- **DOCUMENT**
%%

Rolling Stone 4: Où Colin fait visiter Oxford et Ed nous tire des larmes
Suite et fin de l’article paru dans l’édition américaine de Rolling Stone du mois d’avril : pendant que les paparazzis mexicains ont sorti leurs armes – et on sait enfin ce que mange Thom Yorke au déjeuner !- vous pouvez lire quelques touchantes révélations des membres du groupe. Mais on le savait bien, Ed est un grand sentimental !
Une fraîche soirée d’été à Oxford, Colin marche d’un bon pas dans le vieux centre-ville, faisant remarquer les sites historiques en chemin. Il montre une porte étroite conduisant au Modern Art Oxford, une galerie bien connue. Quand ils ne jouaient pas ensemble à l’école, les jeunes membres de RH se tenaient dans le café qui se trouve au rez de chaussée, « parlant pendant des heures, chacun devant une seule tasse de café qui durait 5 heures » dit Colin. Au coin, il indique un magasin, qui fait partie de Cult, une chaîne de vêtements, et souligne avec un sourire amusé que Yorke travaillait dans une autre succursale locale de ce magasin. C’est une image improbable : Yorke, un bloc d’énergie compacte et d’ironie mordante, faisant affaire en vendant des jeans.
Passant devant une cabine téléphonique, Colin se souvient des premières tentatives, maladroites, de RH pour faire un disque avant leur contrat avec EMI : « Il n’y avait pas d’e-mail ou de portables », dit le bassiste. On avait trouvé une cabine, on a mis des pièces et on a appelé un studio. » Une fois, ils avaient demandé combien coûtait une session d’enregistrement, « le gars a dit, 900 livres. On a dit « merci » et on a raccroché. » Finalement, RH enregistra la majeure partie de leur premier album, PH en 1993, dans un studio co-géré par un producteur qui avait travaillé avec une version blues de Fleetwood Mac dans les années 60. Ensuite il y a le Bear Inn, un véritable ancien pub (depuis 1242), avec des plafonds bas dangereux. Colin, qui est né à Oxford, et Yorke- né dans une petite ville des East Midlands, Wellingborough, et élevé pendant un temps en Ecosse- se sont rencontrés quand ils étaient enfants. Ils prenaient tous les deux des leçons de guitare classique à l’école d’Abingdon, en -dehors d’Oxford. Au Bear Inn, ils parvenaient à se faire servir des verres bien qu’ils n’aient pas l’âge et parlaient des modèles qu’ils prendraient pour faire leur propre groupe : New Order, Talking Heads et le préféré de Yorke, R.E.M.

%%

- **ENREGISTREMENTS**
%%

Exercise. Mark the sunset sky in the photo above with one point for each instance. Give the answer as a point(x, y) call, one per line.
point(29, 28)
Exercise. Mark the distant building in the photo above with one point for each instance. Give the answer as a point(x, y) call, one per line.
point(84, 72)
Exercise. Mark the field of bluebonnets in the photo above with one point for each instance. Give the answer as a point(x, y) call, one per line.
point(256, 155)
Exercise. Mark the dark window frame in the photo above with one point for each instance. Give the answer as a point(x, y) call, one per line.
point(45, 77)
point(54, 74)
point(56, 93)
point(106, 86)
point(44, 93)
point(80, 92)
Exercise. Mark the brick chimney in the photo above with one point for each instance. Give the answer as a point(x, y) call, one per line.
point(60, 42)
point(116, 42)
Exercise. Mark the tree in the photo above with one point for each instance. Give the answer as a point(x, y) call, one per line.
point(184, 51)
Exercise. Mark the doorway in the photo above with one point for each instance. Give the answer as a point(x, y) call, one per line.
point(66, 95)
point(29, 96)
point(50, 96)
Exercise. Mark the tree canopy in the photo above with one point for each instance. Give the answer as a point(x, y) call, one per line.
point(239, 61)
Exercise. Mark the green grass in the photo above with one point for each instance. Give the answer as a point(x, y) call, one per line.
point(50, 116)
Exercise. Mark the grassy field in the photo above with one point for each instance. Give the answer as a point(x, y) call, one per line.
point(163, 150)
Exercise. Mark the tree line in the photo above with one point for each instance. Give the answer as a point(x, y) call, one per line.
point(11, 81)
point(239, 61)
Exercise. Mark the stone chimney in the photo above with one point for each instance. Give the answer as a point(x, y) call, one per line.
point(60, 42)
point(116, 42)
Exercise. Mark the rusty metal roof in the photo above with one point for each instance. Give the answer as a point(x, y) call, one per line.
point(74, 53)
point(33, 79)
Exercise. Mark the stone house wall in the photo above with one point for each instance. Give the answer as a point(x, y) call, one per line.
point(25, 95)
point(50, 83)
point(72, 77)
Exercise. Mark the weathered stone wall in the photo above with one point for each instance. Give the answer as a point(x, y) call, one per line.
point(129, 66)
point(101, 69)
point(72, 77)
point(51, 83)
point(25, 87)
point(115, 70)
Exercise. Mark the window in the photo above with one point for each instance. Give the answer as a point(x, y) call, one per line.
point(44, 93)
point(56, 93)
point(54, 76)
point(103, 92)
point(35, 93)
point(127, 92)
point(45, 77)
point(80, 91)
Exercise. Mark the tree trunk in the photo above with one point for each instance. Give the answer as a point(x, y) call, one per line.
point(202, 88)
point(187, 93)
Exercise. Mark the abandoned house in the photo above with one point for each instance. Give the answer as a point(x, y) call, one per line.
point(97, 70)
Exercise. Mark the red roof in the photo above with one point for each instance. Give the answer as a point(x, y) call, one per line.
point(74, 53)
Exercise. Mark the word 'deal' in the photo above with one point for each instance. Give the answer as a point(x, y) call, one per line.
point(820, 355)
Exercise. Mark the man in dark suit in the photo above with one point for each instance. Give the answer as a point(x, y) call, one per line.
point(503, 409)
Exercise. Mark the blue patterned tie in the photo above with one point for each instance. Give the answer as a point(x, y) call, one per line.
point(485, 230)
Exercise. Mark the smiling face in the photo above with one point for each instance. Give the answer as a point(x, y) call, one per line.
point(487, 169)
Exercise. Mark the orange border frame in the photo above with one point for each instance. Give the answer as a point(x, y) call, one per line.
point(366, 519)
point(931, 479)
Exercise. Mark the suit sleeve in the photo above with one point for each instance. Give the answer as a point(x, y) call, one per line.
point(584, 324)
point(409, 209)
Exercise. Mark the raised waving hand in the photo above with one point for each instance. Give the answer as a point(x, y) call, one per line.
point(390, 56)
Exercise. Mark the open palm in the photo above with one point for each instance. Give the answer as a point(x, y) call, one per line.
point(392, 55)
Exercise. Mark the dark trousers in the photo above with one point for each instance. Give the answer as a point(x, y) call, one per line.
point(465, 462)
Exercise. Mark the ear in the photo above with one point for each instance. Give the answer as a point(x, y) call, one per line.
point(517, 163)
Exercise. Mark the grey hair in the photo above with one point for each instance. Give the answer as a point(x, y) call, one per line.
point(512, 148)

%%

- **CONSIGNE 1**
Redonnez à l'identique l'intégralité de l'article sur la visite d'Oxford avec Colin.
- **CONSIGNE 2**
Recopiez tels quels les enregistrements en commençant à la ligne qui contient "Exercise. Mark the tree trunk" et en vous arrêtant après celle qui contient "point(820, 355)".
Le document et les enregistrements n'ont aucun rapport entre eux.

- **RÉSULTAT 1**
Rolling Stone 4: Où Colin fait visiter Oxford et Ed nous tire des larmes
Suite et fin de l’article paru dans l’édition américaine de Rolling Stone du mois d’avril : pendant que les paparazzis mexicains ont sorti leurs armes – et on sait enfin ce que mange Thom Yorke au déjeuner !- vous pouvez lire quelques touchantes révélations des membres du groupe. Mais on le savait bien, Ed est un grand sentimental !
Une fraîche soirée d’été à Oxford, Colin marche d’un bon pas dans le vieux centre-ville, faisant remarquer les sites historiques en chemin. Il montre une porte étroite conduisant au Modern Art Oxford, une galerie bien connue. Quand ils ne jouaient pas ensemble à l’école, les jeunes membres de RH se tenaient dans le café qui se trouve au rez de chaussée, « parlant pendant des heures, chacun devant une seule tasse de café qui durait 5 heures » dit Colin. Au coin, il indique un magasin, qui fait partie de Cult, une chaîne de vêtements, et souligne avec un sourire amusé que Yorke travaillait dans une autre succursale locale de ce magasin. C’est une image improbable : Yorke, un bloc d’énergie compacte et d’ironie mordante, faisant affaire en vendant des jeans.
Passant devant une cabine téléphonique, Colin se souvient des premières tentatives, maladroites, de RH pour faire un disque avant leur contrat avec EMI : « Il n’y avait pas d’e-mail ou de portables », dit le bassiste. On avait trouvé une cabine, on a mis des pièces et on a appelé un studio. » Une fois, ils avaient demandé combien coûtait une session d’enregistrement, « le gars a dit, 900 livres. On a dit « merci » et on a raccroché. » Finalement, RH enregistra la majeure partie de leur premier album, PH en 1993, dans un studio co-géré par un producteur qui avait travaillé avec une version blues de Fleetwood Mac dans les années 60. Ensuite il y a le Bear Inn, un véritable ancien pub (depuis 1242), avec des plafonds bas dangereux. Colin, qui est né à Oxford, et Yorke- né dans une petite ville des East Midlands, Wellingborough, et élevé pendant un temps en Ecosse- se sont rencontrés quand ils étaient enfants. Ils prenaient tous les deux des leçons de guitare classique à l’école d’Abingdon, en -dehors d’Oxford. Au Bear Inn, ils parvenaient à se faire servir des verres bien qu’ils n’aient pas l’âge et parlaient des modèles qu’ils prendraient pour faire leur propre groupe : New Order, Talking Heads et le préféré de Yorke, R.E.M.

- **RÉSULTAT 2**
Exercise. Mark the tree trunk in the photo above with one point for each instance. Give the answer as a point(x, y) call, one per line.
point(202, 88)
point(187, 93)
Exercise. Mark the abandoned house in the photo above with one point for each instance. Give the answer as a point(x, y) call, one per line.
point(97, 70)
Exercise. Mark the red roof in the photo above with one point for each instance. Give the answer as a point(x, y) call, one per line.
point(74, 53)
Exercise. Mark the word 'deal' in the photo above with one point for each instance. Give the answer as a point(x, y) call, one per line.
point(820, 355)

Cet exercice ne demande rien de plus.